> [TASK ITEM]: The reply should contain every line of the data, repeated exactly, and no pictures.

Data extracted from a collection
┄┄┄┄┄┄┄┄┄┄┄┄┄┄┄┄┄┄┄┄
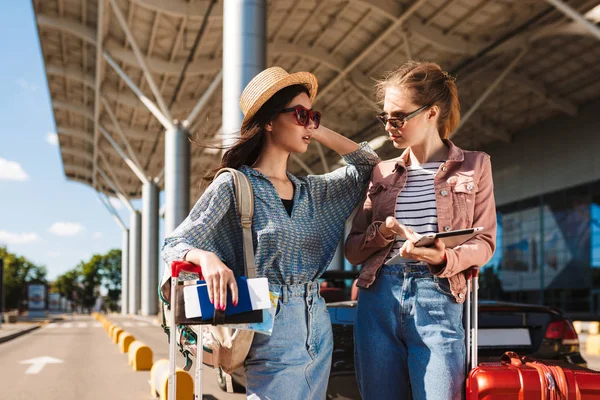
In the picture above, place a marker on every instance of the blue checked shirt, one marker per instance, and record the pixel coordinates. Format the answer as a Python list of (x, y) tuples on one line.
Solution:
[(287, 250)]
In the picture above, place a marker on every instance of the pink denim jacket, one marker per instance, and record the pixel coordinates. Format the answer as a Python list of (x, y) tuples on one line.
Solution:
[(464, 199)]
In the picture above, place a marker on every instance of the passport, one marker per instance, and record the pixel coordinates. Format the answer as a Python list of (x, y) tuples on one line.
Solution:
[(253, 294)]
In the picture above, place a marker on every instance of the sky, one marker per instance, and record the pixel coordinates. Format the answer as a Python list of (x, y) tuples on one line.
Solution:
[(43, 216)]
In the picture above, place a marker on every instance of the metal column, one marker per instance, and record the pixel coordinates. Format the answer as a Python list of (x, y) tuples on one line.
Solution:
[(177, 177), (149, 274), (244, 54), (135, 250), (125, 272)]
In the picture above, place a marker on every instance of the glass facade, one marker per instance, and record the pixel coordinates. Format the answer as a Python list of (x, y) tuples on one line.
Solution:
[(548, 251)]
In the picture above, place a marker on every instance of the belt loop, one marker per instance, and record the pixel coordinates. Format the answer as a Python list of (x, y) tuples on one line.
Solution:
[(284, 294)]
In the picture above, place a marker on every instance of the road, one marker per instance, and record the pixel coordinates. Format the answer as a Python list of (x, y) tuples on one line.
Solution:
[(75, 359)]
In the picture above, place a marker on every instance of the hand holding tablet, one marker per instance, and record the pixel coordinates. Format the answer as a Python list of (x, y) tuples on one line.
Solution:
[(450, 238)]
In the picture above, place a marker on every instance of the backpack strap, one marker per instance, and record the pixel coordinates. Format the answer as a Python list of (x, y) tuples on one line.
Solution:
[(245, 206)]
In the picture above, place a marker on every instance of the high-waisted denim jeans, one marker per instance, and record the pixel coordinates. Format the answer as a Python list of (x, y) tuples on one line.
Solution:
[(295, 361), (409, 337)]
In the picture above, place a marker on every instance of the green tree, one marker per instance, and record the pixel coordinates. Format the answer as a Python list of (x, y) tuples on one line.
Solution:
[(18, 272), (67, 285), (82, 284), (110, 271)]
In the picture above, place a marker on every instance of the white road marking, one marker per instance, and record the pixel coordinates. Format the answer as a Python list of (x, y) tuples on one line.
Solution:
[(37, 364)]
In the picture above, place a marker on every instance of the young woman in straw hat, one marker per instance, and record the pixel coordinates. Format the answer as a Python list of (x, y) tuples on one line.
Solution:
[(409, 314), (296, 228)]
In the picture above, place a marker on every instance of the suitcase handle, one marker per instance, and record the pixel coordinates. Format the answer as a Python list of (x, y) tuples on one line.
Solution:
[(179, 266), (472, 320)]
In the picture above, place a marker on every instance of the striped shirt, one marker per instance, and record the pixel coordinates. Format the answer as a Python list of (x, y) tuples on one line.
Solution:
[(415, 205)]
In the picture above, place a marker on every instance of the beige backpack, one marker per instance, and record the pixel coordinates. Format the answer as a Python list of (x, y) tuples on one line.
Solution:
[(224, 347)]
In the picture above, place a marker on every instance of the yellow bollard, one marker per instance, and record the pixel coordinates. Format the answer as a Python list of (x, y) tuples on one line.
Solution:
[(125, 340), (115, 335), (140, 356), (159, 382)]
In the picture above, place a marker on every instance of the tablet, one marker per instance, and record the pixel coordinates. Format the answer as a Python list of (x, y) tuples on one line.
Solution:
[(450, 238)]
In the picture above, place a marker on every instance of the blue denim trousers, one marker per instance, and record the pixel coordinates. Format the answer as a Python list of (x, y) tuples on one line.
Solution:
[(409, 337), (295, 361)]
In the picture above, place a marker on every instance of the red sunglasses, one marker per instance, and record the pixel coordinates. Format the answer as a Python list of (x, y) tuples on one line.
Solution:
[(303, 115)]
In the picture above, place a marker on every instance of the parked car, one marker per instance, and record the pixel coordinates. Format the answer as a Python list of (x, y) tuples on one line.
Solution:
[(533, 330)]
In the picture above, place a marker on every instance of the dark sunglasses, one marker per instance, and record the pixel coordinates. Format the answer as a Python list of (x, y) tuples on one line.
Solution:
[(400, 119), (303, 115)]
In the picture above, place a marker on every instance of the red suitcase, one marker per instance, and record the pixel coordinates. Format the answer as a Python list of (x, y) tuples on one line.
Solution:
┄┄┄┄┄┄┄┄┄┄┄┄┄┄┄┄┄┄┄┄
> [COMPLETED TASK]:
In the picture above, place a marker on every instance of the blue checked shirt, one marker per instance, and record the pixel coordinates. Format the answer as a Python list of (x, y) tuples on one line.
Solution:
[(287, 250)]
In the picture above, place a marker on every instance of the pink denim jacket, one marker per instance, and record the pixel coordinates. Format the answer as a Python list of (x, y) tuples on one line.
Solution:
[(464, 199)]
In the picture above, place a marker on every instance of the passport, one marker per instance, and record the pixel coordinates. Format the answer as a Python list of (x, y) tuples on one line.
Solution:
[(253, 294)]
In the picture above, place a marker on every instance of the sky, one marker per instance, and record the pixel coordinates. Format the answer as a Python list of (x, y) tuples on one line.
Solution:
[(43, 216)]
In the picture above, place a marker on every instance of the metal column, one marker per instance, and record the pixel coordinates. Format the answer as a Python list of (x, y) tuples on one line.
Solution:
[(177, 177), (149, 274), (244, 54), (135, 250), (125, 272)]
In the picture above, place a marker on every instance of the glass facade, one marker per instance, and record the pixel coordinates. Format the answer as a Python list of (x, y) tuples on one line.
Solution:
[(548, 251)]
In the picture above, place a marker on every instance of the belt loop, one marker per instance, and record the pixel coordinates. Format the answer as a Python list of (x, y) tuples on one line.
Solution:
[(284, 294)]
In the picture above, place a marker on every instance of the road, one marker per instance, and record the pixel coordinates. Format the answer as a Python list of (x, y) tuples on one line.
Solution:
[(75, 359)]
In the picture above, place a marker on every instance of the hand holding tablet, one marker per instance, and record the pixel coordinates. Format the answer as a Python list of (x, y) tuples on one line.
Solution:
[(450, 238)]
In the picture above, place a marker on every instance of the backpack strap, one marker per instance, and record the pixel coordinates. Format the answer as a Python list of (x, y) tuples on one line.
Solution:
[(245, 206)]
In the picture above, place a marker on every instance of the high-waisted denim jeans, one marker per instance, and record the pixel coordinates. Format the answer as a Python list of (x, y) tuples on one line.
Solution:
[(295, 361), (409, 337)]
In the picture above, place a marker on every instance of the green tree, one marker per instance, and record the pixel coordinates. Format the answer as a Python list of (x, y) tuples on one line.
Solution:
[(18, 272), (67, 285), (82, 284), (110, 271)]
In the picture above, place a marker on every instance of the white road marking, one marker per instance, and record the pixel coordinates. Format the answer as a Python list of (x, y) tuples on one line.
Solution:
[(37, 364)]
In the picture above, place a marker on every instance of the young woman in straw hat, one marker per instance, and record the pixel coordinates. Format the answer as a Python list of (x, y) tuples on one line.
Solution:
[(409, 314), (296, 228)]
In the picture above, place a marker on every instance of the suitcase handle, one marker per instance, and record the pixel coordinates. Format the answer as a Python list of (x, y) tuples on one line.
Solution:
[(179, 266), (472, 320)]
In the picture above, place a marker on every instance of the striped shirt, one marker per instance, and record the pixel coordinates. Format the answer as a Python list of (x, y) tuples on one line.
Solution:
[(415, 205)]
In the picture above, place a marker on every instance of the beige backpack, one marker per instance, and record the pixel coordinates. Format the answer as a Python list of (x, y) tuples on one line.
Solution:
[(224, 347)]
In the picture above, place a marker on every instance of the yellow bollard, one marker per instance, and record the pixel coordinates. Format the answer as a Python list of (x, y) tuples on one line.
Solution:
[(125, 340), (115, 335), (140, 356), (159, 382)]
In the picture above, place a marker on every instance of the tablet, one marker per instance, and record the pixel coordinates. Format the answer as a Python list of (x, y) tuples on one line.
Solution:
[(450, 238)]
In the picture above, place a marker on every instance of the blue denim trousers, one marker per instance, and record the pixel coordinates. Format the answer as a Python list of (x, y) tuples on one line.
Solution:
[(409, 337), (295, 361)]
In the picture above, place a marker on every instance of the red sunglasses, one marker per instance, and record the pixel coordinates. Format the answer as a Python list of (x, y) tuples on one line.
Solution:
[(303, 115)]
In the picture above, place a marker on every instance of the parked car, one marker per instance, and record the pixel coordinates. Format the answer as a Python list of (x, y) tuples on one line.
Solution:
[(533, 330)]
In the picture above, place a marker on every instance of the dark sunglasses, one marker per instance, and record the pixel coordinates. Format the answer as a Python list of (x, y) tuples on one line.
Solution:
[(400, 119), (303, 115)]
In the picture above, place a marker on every instance of the red suitcase, one marker per instance, and record the pixel coordinates. Format the answer as a Python list of (x, y) tuples on one line.
Solution:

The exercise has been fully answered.